Jupiter on September 12, 2020 (NASA/Damian Peach, Amateur Astronomer) | SkyNews
Jupiter on September 12, 2020 (NASA/Damian Peach, Amateur Astronomer)

Strange periods found in 40-year study of Jupiter

The study found that Jupiter’s temperatures rise and fall following definite periods that are outside the planet’s normal seasonal cycle.

The findings of a 40-year study of Jupiter’s atmosphere point to unusual hot and cold periods that are not tied to seasons or temperature cycles known to scientists. 

If astronomers can understand the cause of these changes, it will help them predict climate patterns on Jupiter and potentially other gas giants in our Solar System.

“Measuring these temperature changes and periods over time is a step toward ultimately having a full-on Jupiter weather forecast, if we can connect cause and effect in Jupiter’s atmosphere,” said Leigh Fletcher of the University of Leicester in a statement. 

“And the even bigger-picture question,” she added, “is if we can someday extend this to other giant planets to see if similar patterns show up.”

> [To do]
1. In the Jupiter temperature article, which university is Leigh Fletcher affiliated with?
2. Pick up the article on Jupiter's temperature periods after its last sentence and keep writing.

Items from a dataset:
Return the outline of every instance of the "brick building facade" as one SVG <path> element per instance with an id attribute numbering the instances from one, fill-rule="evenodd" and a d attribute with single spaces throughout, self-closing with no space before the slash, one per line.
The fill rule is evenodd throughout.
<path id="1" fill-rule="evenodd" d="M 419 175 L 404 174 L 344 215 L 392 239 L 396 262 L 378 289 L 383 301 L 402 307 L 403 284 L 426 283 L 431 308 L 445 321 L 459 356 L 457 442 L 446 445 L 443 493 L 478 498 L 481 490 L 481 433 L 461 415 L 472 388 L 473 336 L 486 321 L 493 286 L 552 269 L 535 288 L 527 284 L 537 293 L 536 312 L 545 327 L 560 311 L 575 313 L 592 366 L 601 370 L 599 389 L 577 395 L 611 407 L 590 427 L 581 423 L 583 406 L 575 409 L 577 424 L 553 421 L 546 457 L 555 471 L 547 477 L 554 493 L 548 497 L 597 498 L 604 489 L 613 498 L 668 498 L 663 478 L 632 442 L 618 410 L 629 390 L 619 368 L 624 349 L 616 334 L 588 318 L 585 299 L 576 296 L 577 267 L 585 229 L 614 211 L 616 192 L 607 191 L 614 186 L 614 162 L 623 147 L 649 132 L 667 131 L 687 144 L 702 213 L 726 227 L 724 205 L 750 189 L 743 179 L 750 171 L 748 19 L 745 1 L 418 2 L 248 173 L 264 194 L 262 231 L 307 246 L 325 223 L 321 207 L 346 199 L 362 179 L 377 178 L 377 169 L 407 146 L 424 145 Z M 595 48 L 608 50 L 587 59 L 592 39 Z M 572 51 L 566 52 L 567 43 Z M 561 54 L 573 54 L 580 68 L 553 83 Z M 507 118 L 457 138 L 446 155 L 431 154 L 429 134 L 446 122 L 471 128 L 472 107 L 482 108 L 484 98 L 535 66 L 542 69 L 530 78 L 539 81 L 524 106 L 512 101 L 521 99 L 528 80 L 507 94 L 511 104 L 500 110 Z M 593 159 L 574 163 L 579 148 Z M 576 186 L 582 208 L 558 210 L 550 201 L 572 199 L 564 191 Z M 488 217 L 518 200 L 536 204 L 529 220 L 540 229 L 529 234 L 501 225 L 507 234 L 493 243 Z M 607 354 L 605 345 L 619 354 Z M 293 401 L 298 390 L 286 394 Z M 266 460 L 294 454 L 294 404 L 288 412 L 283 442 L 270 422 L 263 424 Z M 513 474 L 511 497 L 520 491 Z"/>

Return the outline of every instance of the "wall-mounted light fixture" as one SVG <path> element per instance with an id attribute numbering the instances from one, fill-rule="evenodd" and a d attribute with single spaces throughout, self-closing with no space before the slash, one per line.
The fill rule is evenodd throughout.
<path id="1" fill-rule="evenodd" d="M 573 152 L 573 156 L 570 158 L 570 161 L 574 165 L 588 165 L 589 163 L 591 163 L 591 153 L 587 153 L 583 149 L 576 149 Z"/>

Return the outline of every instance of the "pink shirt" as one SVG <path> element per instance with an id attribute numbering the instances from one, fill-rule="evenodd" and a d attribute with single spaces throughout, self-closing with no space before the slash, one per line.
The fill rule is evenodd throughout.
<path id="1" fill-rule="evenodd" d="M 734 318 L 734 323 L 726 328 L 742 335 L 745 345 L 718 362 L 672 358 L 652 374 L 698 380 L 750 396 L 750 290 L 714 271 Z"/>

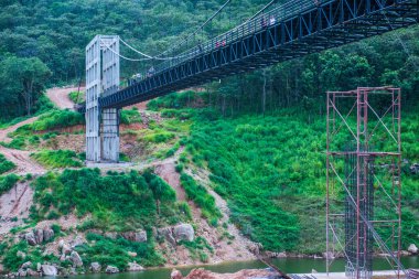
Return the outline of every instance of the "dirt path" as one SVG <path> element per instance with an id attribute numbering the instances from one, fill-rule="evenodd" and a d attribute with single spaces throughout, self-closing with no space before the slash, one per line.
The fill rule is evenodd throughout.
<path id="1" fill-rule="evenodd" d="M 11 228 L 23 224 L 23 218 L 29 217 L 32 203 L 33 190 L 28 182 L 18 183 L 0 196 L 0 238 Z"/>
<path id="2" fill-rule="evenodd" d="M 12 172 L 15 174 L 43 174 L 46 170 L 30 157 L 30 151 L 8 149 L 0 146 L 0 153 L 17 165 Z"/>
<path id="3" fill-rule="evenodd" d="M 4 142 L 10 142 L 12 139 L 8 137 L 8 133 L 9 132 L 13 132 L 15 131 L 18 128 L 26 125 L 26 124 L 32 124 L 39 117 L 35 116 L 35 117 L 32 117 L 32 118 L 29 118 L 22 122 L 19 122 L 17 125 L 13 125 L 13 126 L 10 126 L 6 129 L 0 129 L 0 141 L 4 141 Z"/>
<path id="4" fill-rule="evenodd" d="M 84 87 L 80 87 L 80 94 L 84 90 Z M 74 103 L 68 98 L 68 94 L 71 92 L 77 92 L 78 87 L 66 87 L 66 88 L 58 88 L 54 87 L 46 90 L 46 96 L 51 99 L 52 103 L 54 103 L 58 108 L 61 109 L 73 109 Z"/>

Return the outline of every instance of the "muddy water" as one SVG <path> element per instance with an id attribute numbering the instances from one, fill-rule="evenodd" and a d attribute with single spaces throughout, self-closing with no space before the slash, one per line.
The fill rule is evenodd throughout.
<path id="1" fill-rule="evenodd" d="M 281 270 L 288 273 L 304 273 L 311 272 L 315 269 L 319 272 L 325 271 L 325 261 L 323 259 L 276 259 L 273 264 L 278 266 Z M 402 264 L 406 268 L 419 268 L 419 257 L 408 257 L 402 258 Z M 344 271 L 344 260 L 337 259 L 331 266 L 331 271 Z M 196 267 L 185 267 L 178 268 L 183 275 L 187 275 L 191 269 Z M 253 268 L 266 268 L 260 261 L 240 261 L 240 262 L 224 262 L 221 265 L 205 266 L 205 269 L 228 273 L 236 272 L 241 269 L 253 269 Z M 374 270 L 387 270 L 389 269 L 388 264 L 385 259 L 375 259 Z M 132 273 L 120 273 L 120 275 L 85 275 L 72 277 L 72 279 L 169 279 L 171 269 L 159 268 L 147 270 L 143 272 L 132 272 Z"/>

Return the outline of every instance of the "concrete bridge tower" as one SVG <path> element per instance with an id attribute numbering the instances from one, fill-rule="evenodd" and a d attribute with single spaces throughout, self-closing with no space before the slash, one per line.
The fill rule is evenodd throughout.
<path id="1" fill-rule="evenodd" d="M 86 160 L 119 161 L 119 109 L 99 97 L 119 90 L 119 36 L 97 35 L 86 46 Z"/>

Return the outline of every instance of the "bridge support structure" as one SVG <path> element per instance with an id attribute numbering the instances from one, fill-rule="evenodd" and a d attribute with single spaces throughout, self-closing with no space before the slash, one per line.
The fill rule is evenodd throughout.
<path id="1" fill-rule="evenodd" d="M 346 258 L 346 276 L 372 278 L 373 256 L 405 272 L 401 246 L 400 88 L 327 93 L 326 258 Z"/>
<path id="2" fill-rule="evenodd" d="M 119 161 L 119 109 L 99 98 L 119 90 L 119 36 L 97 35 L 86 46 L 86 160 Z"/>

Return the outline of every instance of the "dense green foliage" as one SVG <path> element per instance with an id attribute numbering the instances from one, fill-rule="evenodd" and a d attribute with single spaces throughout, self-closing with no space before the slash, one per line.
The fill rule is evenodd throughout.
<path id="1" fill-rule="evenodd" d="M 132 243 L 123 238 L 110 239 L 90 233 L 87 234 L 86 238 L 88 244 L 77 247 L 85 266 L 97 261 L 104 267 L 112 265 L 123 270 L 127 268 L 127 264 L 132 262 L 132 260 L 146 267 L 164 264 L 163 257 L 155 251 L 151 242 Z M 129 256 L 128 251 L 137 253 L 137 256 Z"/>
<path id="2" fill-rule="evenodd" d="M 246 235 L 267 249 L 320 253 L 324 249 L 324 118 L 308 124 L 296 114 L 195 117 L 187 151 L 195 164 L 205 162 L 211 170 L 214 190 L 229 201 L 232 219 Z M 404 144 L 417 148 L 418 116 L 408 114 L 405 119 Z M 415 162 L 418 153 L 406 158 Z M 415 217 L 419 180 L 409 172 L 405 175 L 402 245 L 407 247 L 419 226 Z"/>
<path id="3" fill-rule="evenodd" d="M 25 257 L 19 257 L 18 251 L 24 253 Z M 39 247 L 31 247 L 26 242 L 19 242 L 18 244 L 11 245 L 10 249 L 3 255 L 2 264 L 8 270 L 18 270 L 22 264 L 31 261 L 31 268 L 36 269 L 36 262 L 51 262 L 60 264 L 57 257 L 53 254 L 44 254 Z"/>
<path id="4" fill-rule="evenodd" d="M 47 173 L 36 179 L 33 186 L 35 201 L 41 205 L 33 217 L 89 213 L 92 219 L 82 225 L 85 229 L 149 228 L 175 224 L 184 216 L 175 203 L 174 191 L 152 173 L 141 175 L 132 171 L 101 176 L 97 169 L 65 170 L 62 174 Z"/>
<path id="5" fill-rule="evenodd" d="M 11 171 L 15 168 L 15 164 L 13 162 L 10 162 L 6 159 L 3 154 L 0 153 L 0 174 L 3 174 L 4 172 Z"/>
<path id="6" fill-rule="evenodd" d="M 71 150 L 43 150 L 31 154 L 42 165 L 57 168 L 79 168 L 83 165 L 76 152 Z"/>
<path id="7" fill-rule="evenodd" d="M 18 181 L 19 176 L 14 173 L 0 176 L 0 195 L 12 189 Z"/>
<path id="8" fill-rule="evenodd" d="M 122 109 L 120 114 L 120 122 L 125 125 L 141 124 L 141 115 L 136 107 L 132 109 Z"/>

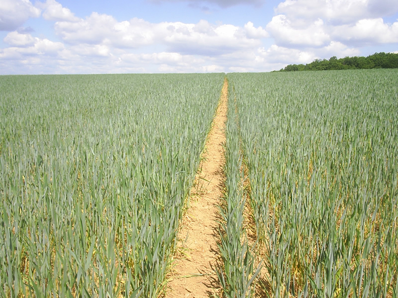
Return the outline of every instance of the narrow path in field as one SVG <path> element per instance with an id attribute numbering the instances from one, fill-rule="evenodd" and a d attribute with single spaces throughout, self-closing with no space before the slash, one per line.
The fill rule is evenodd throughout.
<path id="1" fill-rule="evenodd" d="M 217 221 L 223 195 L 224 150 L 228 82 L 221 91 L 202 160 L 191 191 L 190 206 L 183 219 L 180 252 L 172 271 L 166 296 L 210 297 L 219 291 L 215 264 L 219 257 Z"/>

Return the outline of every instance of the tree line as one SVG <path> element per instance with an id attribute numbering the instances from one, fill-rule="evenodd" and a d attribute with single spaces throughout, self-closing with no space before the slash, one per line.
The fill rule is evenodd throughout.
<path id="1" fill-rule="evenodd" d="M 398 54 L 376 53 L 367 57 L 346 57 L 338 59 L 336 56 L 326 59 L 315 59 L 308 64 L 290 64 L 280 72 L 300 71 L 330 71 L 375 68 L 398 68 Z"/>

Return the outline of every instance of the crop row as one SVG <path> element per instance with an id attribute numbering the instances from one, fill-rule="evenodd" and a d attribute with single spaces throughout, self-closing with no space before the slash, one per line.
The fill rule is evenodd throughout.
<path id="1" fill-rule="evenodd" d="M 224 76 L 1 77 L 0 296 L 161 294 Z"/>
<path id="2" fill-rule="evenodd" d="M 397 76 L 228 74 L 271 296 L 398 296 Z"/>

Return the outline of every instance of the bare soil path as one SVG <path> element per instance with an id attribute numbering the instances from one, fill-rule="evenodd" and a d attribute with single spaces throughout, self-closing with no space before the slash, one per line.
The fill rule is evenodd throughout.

> [Final results]
1. The University of Leicester.

2.
The study found that Jupiter’s temperatures rise and fall following definite periods that are outside the planet’s normal seasonal cycle. Scientists did not expect to find temperatures on Jupiter shifting in such regular cycles. Jupiter has weak seasons because it is on an axis of three degrees compared to Earth’s 23.5 degrees.

The study also found a strange connection between temperature shifts in different regions across the planet. As temperatures rose in specific latitudes in the Northern Hemisphere, they dropped at the same latitudes in the Southern Hemisphere. This was found in regions that were thousands of kilometres apart.

“That was the most surprising of all,” said Glenn Orton, senior research scientist at NASA’s Jet Propulsion Laboratory, in a statement. 

“We found a connection between how the temperatures varied at very distant latitudes. It’s similar to a phenomenon we see on Earth, where weather and climate patterns in one region can have a noticeable influence on weather elsewhere, with the patterns of variability seemingly ‘teleconnected’ across vast distances through the atmosphere.”

The study began in 1978. At the time, astronomers knew Jupiter’s colder temperatures were associated with the planet’s lighter and whiter bands (known as zones), and warmer temperatures were found in darker brown-red bands (known as belts).

Astronomers did not have enough data sets to understand how temperatures varied during long-term periods. This information is critical to understanding weather activity that includes wind, pressure, humidity and temperatures.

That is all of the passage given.